▸ **КОРОТКОЕ ЗАДАНИЕ 1**:
Ответьте на вопросы по отрывку о заключении в камере.
(а) Кому хотела писать мама?
(б) Какое время года стояло, когда прошло четыре недели?
(в) Кто был председательницей Политического Красного Креста?
▸ **КОРОТКОЕ ЗАДАНИЕ 2**: Перепишите часть отрывка о заключении в камере, которая открывается словами "Мама очень мучилась, глядя" и заканчивается словами "совершенно невыносимым испытанием.", заменив "следователю" на "прокурору".
▸ **КОРОТКОЕ ЗАДАНИЕ 3**: Перечислите всех людей, которые названы в отрывке о заключении в камере по фамилии.

▸ **ОТРЫВОК ТЕКСТА**:
--
Мама очень мучилась, глядя на нас, и хотела писать следователю, грозя начать голодовку. Но мы убедили ее не делать этого. Достаточно было вспомнить о Лацисе и Романовском, чтобы понять бессмысленность такого заявления. Будет хуже, если нас разлучат или посадят в общую камеру с другими арестантками и наседками. А голодовка мамы представлялась нам совершенно невыносимым испытанием.
Прошло четыре недели, дни должны были удлиняться, но мы этого почти не замечали в постоянных сумерках нашей камеры. Был уже конец февраля. Мы жили совершенно отрезанными от мира и ничего не знали о Викте. Вероятно, известие о нашем аресте не дошло до Политического Красного Креста, председательницей которого была Екатерина Павловна Пешкова, бывшая эсерка, старинный друг нашей семьи. Представители Политического Красного Креста в эти годы посещали заключенных в тюрьмах и делали посильные передачи. Казалось, мы были забыты всеми.
--
▸ **ПРЕДСТАВЛЕННЫЕ СВЕДЕНИЯ**:
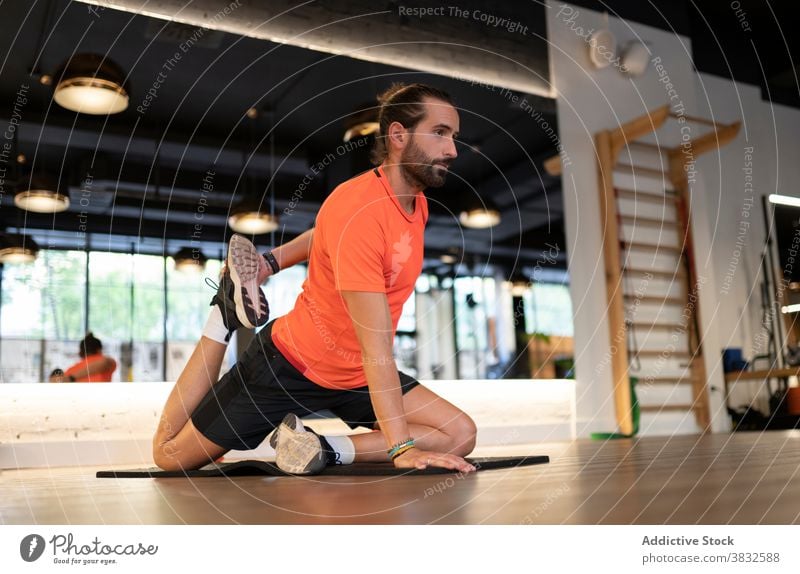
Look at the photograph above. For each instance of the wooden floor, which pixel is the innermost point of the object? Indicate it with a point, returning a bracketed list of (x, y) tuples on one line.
[(743, 478)]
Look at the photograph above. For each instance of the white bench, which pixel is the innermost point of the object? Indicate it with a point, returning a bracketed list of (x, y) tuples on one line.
[(45, 425)]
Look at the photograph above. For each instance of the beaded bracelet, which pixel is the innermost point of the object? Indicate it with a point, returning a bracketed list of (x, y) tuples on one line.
[(402, 450), (270, 258), (395, 450)]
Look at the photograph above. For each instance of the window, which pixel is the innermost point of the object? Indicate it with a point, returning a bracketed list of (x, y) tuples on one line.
[(548, 310), (42, 303)]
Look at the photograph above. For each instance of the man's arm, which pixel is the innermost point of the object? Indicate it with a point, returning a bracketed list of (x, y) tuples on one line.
[(373, 325), (290, 253)]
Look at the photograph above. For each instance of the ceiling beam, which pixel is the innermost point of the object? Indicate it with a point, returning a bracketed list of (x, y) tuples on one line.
[(446, 43)]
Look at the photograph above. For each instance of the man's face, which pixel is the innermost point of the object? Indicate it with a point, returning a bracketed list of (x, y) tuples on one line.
[(431, 146)]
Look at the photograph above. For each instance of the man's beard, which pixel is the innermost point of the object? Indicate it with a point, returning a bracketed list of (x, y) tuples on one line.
[(420, 170)]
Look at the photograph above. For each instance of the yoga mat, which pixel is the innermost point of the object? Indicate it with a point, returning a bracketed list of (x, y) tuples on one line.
[(264, 468)]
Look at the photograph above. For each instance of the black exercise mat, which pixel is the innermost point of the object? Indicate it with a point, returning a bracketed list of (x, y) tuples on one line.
[(264, 468)]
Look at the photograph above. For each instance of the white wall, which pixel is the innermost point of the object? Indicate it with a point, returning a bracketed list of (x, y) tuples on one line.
[(590, 100)]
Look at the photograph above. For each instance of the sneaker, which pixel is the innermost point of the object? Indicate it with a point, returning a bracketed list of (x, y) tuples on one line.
[(225, 299), (244, 266), (300, 450)]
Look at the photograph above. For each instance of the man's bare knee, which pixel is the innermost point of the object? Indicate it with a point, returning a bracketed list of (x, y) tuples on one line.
[(165, 455)]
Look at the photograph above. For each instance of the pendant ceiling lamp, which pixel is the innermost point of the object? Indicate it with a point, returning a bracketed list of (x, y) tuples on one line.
--
▸ **ИТОГОВЫЙ РЕЗУЛЬТАТ 1**:
(а) Следователю.
(б) Был конец февраля.
(в) Екатерина Павловна Пешкова.

▸ **ИТОГОВЫЙ РЕЗУЛЬТАТ 2**:
Мама очень мучилась, глядя на нас, и хотела писать прокурору, грозя начать голодовку. Но мы убедили ее не делать этого. Достаточно было вспомнить о Лацисе и Романовском, чтобы понять бессмысленность такого заявления. Будет хуже, если нас разлучат или посадят в общую камеру с другими арестантками и наседками. А голодовка мамы представлялась нам совершенно невыносимым испытанием.

▸ **ИТОГОВЫЙ РЕЗУЛЬТАТ 3**: Лацис, Романовский, Екатерина Павловна Пешкова.